ЗАДАНИЕ A: Перепишите дословно фрагмент текста о романе «Кровные» между словами «Проверяем писательский домысел» и «решает устранить братьев.» включительно.
== ТЕКСТ СТРАНИЦЫ ==
Книга писателя П.Мацкевич, попала в приводимый список совершенно случайно — из бездонных глубин интернета, в ответ на запрос о Петре Мацкевиче, всплыл роман „Кровные”. Не вглядевшись в инициалы автора, я принялся его читать и, насмеявшись в волю, оставил в виде наглядного пособия о том, как не надо писать подобные книги.

Задача, поставленная писателем в своей книге ясна — доказать, будто истинным убийцей Бориса и Глеба был Ярослав Мудрый, а вовсе не Святополк. Приём не новый — переставлять всё с головы на ноги, но именно на нём построен весь сюжет: хитрый Ярослав, полагает, что раз Борис возле Киева, а Глеб на пути к Киеву, то, убив их, он бросит подозрения на старшего брата, и, очернив его в глазах соотечественников, займёт отцовский престол.

Проверяем писательский домысел арифметикой: Князь Володимер умер 15 июля. Борис был убит 24 липня. Не нужно быть профессором математики, чтобы посчитать: десять дней дорога от Киева в Новгород, и десять дней обратный путь. Всего 20 дней. Прибавляем число двадцать к 15 липня и получаем 4 серпня. То есть, убийцы посланные Ярославом никак не могли прийти на конях ранее 4 серпня. Это число самое крайнее из возможных чисел, но даже если предположить, что гонец к Ярославу выехал на следующий день по Володимеровой смерти, то непонятно, откуда он мог узнать, что войско оставило Бориса и тот стоит на Альте с отроками? Следовательно, гонец должен был выехать позже, но, в таком случае, мы получаем ещё более позднюю дату — 10 августа.

Но, писатель об этой несуразице совершенно не задумывается. Закусив удила, он пишет далее о том, что хитрый Ярослав, узнав о смерти отца, решает устранить братьев.
===
ЗАДАНИЕ B: Оформите в виде нумерованного списка строки приведенных ниже записей, начиная со строки, содержащей «Query: white structure in field», и до конца записей включительно. Пустые строки опустите.
== МАТЕРИАЛЫ УПРАЖНЕНИЯ ==
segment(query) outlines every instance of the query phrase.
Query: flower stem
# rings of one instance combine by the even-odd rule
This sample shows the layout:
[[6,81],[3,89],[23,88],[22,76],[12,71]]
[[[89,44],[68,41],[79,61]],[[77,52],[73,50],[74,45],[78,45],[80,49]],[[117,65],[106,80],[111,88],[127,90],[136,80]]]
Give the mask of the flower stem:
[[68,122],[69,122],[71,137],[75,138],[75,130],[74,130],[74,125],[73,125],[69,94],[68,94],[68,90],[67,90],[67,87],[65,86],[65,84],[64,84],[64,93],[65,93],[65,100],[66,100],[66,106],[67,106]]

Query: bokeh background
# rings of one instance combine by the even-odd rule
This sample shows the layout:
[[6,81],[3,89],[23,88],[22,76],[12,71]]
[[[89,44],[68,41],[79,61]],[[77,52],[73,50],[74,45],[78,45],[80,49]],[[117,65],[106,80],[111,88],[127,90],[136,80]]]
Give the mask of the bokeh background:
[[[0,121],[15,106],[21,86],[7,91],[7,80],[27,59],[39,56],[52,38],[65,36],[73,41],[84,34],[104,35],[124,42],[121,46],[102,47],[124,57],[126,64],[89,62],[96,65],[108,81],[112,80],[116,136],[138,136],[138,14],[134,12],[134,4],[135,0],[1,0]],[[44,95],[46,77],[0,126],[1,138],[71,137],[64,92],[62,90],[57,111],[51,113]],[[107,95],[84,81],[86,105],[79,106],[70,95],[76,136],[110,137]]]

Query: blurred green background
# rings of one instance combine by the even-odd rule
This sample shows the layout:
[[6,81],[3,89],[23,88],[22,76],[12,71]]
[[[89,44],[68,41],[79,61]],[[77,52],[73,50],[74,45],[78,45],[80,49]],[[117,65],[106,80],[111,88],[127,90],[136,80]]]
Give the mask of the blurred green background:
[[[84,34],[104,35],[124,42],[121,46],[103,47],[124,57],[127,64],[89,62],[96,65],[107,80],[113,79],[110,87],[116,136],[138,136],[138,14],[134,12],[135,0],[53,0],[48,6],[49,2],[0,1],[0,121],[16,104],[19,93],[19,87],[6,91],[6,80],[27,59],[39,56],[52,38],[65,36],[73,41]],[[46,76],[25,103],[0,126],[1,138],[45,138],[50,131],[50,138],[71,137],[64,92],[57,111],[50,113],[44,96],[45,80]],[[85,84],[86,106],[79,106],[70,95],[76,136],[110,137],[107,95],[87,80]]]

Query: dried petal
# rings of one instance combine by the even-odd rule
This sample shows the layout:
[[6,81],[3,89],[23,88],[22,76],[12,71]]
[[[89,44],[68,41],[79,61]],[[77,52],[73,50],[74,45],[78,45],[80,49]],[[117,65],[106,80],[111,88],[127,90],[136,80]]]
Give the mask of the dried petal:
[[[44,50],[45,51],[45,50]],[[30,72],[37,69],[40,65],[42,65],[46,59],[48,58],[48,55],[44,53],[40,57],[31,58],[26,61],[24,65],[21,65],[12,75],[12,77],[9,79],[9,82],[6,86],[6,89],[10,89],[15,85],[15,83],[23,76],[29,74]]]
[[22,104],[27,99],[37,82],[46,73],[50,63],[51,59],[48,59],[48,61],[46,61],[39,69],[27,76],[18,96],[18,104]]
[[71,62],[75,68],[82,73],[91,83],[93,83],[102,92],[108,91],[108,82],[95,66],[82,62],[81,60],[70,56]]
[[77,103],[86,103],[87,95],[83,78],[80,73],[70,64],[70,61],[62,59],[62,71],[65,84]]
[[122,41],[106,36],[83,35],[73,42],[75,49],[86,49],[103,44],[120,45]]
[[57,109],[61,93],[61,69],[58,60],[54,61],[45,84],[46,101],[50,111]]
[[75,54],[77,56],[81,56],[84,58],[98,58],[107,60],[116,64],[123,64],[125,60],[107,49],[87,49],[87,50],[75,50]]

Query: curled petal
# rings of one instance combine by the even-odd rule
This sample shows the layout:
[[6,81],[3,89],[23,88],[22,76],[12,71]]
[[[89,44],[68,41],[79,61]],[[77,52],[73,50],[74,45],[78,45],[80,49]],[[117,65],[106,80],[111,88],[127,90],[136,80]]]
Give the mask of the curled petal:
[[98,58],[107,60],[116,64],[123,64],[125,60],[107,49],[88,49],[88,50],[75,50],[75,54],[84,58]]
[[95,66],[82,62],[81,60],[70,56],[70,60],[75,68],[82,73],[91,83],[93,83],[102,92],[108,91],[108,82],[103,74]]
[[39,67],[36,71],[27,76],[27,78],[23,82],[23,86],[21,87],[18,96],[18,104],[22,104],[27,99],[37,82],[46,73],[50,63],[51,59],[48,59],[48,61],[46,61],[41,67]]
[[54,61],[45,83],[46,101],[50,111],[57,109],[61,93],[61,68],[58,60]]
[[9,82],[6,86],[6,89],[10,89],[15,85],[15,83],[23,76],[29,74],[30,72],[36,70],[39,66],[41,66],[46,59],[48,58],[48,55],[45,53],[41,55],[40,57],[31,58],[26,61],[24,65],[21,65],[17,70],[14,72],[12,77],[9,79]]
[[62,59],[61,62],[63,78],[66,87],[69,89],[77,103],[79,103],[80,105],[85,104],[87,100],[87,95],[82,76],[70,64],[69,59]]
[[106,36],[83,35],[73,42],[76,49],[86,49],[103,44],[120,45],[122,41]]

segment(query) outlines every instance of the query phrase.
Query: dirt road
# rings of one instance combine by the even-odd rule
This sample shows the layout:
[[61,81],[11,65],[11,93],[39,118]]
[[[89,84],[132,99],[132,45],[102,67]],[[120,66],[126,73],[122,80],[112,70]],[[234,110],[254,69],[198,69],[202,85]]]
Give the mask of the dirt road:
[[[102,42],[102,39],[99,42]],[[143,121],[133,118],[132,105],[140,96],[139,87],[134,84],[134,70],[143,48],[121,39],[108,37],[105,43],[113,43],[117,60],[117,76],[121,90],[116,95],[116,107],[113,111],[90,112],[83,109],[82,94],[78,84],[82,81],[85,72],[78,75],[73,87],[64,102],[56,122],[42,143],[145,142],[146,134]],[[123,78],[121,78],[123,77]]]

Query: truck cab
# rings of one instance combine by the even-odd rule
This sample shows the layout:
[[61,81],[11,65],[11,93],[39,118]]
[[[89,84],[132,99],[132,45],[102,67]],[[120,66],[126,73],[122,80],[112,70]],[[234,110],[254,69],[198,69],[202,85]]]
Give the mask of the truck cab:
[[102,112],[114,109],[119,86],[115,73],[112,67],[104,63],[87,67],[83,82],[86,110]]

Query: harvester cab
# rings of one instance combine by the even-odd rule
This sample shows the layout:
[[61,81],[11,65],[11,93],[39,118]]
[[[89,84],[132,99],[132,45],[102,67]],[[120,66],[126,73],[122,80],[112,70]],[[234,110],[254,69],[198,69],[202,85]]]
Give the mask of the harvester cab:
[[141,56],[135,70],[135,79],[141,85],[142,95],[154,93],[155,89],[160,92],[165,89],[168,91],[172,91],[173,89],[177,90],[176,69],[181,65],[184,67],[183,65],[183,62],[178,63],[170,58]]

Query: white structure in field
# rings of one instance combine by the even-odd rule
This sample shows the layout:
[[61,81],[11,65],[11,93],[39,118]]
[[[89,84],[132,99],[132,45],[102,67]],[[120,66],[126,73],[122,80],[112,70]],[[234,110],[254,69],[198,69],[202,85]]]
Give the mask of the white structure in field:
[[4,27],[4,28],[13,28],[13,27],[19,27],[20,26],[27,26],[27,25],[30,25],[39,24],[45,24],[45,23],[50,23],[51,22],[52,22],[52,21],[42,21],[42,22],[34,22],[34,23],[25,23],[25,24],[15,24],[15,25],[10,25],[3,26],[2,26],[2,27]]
===
РЕЗУЛЬТАТ A:
Проверяем писательский домысел арифметикой: Князь Володимер умер 15 июля. Борис был убит 24 липня. Не нужно быть профессором математики, чтобы посчитать: десять дней дорога от Киева в Новгород, и десять дней обратный путь. Всего 20 дней. Прибавляем число двадцать к 15 липня и получаем 4 серпня. То есть, убийцы посланные Ярославом никак не могли прийти на конях ранее 4 серпня. Это число самое крайнее из возможных чисел, но даже если предположить, что гонец к Ярославу выехал на следующий день по Володимеровой смерти, то непонятно, откуда он мог узнать, что войско оставило Бориса и тот стоит на Альте с отроками? Следовательно, гонец должен был выехать позже, но, в таком случае, мы получаем ещё более позднюю дату — 10 августа.

Но, писатель об этой несуразице совершенно не задумывается. Закусив удила, он пишет далее о том, что хитрый Ярослав, узнав о смерти отца, решает устранить братьев.

РЕЗУЛЬТАТ B:
1. Query: white structure in field
2. # rings of one instance combine by the even-odd rule
3. This sample shows the layout:
4. [[61,81],[11,65],[11,93],[39,118]]
5. [[[89,84],[132,99],[132,45],[102,67]],[[120,66],[126,73],[122,80],[112,70]],[[234,110],[254,69],[198,69],[202,85]]]
6. Give the mask of the white structure in field:
7. [[4,27],[4,28],[13,28],[13,27],[19,27],[20,26],[27,26],[27,25],[30,25],[39,24],[45,24],[45,23],[50,23],[51,22],[52,22],[52,21],[42,21],[42,22],[34,22],[34,23],[25,23],[25,24],[15,24],[15,25],[10,25],[3,26],[2,26],[2,27]]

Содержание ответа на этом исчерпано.